Task
Lines with the word "json" are the ones wanted. Copy each of them from the entries below.
Segment Start: Dataset records
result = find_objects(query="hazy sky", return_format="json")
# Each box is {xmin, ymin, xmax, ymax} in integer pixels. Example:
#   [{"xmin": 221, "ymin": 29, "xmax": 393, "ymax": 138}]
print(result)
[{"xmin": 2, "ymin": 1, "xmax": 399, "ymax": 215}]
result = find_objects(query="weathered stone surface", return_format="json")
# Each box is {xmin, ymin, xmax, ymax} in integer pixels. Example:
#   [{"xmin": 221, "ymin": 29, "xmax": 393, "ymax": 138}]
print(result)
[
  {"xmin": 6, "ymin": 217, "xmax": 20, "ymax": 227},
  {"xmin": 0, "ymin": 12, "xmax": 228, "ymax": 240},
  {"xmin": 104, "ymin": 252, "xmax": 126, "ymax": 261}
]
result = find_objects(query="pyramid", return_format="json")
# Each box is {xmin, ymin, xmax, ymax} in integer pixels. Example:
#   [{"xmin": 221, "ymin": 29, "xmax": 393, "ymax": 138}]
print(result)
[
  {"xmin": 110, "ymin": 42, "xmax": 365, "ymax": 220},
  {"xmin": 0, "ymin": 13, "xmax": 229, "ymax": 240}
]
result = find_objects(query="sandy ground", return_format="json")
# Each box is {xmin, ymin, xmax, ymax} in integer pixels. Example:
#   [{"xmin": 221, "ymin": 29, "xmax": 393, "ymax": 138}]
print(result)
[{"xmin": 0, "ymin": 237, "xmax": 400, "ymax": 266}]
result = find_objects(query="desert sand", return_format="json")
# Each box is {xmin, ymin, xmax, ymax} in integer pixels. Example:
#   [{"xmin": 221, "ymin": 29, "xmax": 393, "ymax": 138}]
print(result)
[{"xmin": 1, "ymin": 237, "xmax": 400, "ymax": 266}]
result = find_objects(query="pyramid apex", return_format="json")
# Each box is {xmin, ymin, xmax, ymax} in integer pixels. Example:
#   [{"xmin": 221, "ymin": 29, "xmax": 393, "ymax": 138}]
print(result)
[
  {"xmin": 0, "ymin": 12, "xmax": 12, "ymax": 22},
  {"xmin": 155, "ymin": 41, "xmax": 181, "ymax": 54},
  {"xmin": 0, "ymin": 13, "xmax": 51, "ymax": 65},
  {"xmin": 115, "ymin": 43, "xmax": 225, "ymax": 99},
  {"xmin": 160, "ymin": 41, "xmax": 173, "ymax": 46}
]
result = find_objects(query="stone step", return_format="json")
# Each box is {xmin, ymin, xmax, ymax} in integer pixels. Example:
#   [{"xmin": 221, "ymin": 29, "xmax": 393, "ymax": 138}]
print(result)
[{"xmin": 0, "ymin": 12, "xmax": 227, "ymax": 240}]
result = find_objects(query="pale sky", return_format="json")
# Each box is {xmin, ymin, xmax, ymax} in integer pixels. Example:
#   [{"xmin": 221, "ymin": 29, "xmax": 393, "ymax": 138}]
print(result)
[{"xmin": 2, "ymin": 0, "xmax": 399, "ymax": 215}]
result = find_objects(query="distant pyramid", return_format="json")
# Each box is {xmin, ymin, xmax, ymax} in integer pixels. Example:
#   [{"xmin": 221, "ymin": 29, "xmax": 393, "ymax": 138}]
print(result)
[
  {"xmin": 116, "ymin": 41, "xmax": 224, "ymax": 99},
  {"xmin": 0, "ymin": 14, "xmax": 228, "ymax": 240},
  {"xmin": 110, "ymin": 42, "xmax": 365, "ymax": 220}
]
Segment End: Dataset records
Written response
result = find_objects(query="hazy sky", return_format="json")
result = find_objects(query="weathered stone surface", return_format="json")
result = find_objects(query="pyramid", return_format="json")
result = find_objects(query="sandy ground", return_format="json")
result = find_objects(query="desert sand", return_format="json")
result = find_objects(query="pyramid apex", return_format="json")
result = find_objects(query="stone step", return_format="json")
result = find_objects(query="pale sky", return_format="json")
result = find_objects(query="distant pyramid", return_format="json")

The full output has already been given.